> [Task details]:
Using the article below on Bransfield's apology, state yes or no for whether each statement agrees with it, and quote the deciding words from the article. 1. Bransfield remitted $441,000 to the Diocese. 2. Bransfield's monthly stipend was reduced to $736. 3. The Diocese of Wheeling-Charleston will continue to provide Bransfield's health insurance coverage.

> [Excerpt to read]:
________
Bransfield’s false apology and the state of our Diocese

A few days ago Michael Bransfield issued a statement about the scandal that he has caused in the Diocese of Wheeling-Charleston, and Bishop Brennan released a letter providing some clarifications.  These developments provide an opportunity to reflect on the state of our Diocese and what work remains to be done to ensure that it continues to proclaim the Gospel faithfully and dynamically.

Bransfield claimed to have reimbursed the Diocese for the sums for which he was found responsible.  But he only remitted $441,000 rather than the near $800,000 that Bishop Brennan had initially demanded.  Likewise, Bishop Brennan had required that Bransfield’s monthly stipend be reduced from $1,900 to $736.  Instead, it was increased to $2,250 (i.e., he was actually given a ‘raise’ of $4,200 per year).  His health insurance coverage will continue to be provided by the Diocese of Wheeling-Charleston.
________
> [Entries provided]:

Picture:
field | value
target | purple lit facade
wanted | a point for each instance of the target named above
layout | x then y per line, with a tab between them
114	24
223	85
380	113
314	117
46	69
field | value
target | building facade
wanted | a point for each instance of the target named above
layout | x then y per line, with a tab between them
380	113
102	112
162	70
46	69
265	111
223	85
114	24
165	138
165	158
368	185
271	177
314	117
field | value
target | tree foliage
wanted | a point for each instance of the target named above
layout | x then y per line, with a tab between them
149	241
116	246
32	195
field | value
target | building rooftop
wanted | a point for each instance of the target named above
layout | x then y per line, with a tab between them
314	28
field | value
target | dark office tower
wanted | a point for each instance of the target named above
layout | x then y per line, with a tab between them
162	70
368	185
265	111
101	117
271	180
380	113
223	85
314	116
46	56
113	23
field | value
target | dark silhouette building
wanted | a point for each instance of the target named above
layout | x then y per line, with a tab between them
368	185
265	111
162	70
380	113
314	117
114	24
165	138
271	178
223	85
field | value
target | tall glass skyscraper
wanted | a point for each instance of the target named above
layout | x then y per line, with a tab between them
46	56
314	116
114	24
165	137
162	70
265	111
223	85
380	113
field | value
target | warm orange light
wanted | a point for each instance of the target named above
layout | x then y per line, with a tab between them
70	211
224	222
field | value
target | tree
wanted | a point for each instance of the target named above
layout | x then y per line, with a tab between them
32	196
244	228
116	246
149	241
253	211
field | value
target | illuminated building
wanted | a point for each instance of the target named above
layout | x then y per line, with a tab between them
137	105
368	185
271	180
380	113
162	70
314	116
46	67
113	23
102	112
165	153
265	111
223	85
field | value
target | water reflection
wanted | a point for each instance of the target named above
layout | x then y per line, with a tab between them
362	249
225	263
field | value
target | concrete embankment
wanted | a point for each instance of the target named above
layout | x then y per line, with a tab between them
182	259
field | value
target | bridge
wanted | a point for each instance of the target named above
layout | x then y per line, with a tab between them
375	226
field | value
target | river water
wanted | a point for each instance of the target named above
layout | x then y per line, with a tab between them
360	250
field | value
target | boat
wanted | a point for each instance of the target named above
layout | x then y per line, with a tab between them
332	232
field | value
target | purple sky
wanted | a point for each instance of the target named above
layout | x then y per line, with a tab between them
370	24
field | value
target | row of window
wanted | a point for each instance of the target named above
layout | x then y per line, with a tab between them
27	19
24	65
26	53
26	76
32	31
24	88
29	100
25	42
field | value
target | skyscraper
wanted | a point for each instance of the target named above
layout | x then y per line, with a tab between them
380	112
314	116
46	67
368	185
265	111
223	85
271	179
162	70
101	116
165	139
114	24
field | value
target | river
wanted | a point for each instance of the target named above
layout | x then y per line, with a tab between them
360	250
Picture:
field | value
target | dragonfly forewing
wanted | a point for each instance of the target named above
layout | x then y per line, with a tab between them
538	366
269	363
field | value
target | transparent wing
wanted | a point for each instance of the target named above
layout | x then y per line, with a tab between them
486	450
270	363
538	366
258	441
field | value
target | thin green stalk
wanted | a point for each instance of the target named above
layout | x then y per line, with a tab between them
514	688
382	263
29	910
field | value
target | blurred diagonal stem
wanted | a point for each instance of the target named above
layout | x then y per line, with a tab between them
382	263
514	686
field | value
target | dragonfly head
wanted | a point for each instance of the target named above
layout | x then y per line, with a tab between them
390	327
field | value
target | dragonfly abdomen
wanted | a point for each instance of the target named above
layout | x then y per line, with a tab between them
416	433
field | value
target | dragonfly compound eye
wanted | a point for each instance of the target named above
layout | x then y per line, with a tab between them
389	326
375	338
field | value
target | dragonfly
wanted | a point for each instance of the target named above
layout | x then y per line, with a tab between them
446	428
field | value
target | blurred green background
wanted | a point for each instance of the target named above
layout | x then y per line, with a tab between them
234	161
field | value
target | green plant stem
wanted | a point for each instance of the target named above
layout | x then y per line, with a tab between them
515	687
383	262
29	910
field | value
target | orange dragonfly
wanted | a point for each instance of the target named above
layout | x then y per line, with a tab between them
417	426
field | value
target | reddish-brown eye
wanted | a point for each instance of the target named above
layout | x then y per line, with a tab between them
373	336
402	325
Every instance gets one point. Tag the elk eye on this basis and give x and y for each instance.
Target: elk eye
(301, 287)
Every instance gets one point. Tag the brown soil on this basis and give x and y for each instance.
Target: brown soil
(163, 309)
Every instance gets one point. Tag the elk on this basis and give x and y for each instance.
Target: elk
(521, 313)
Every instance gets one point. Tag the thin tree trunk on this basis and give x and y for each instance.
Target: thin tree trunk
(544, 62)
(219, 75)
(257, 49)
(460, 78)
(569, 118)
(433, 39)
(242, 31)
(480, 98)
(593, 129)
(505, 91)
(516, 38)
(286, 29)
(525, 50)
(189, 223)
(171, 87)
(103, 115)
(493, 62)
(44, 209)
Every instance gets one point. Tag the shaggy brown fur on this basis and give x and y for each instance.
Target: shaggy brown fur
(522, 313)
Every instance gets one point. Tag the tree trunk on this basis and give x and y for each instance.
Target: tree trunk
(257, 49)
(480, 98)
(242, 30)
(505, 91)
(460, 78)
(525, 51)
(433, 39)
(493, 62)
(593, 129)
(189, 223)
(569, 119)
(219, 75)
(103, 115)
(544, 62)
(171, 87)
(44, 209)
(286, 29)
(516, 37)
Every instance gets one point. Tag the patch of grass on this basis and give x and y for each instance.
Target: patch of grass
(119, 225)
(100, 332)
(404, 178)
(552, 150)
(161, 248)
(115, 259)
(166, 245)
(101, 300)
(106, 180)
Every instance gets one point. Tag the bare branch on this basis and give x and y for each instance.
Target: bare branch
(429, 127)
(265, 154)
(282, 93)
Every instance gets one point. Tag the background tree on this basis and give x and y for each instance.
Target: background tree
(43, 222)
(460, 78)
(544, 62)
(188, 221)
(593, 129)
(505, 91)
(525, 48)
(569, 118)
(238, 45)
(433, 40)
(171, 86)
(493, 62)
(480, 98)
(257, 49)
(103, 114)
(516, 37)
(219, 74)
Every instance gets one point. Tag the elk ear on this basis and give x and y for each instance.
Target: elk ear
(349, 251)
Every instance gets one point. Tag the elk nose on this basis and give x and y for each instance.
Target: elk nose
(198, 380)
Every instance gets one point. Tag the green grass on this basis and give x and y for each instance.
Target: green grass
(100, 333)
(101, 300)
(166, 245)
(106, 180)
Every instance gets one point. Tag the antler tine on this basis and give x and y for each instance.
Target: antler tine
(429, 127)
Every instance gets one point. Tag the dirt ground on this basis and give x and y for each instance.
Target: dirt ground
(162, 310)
________
> [The solution]:
1. Yes: "But he only remitted $441,000 rather than the near $800,000 that Bishop Brennan had initially demanded."
2. No: "Instead, it was increased to $2,250"
3. Yes: "His health insurance coverage will continue to be provided by the Diocese of Wheeling-Charleston."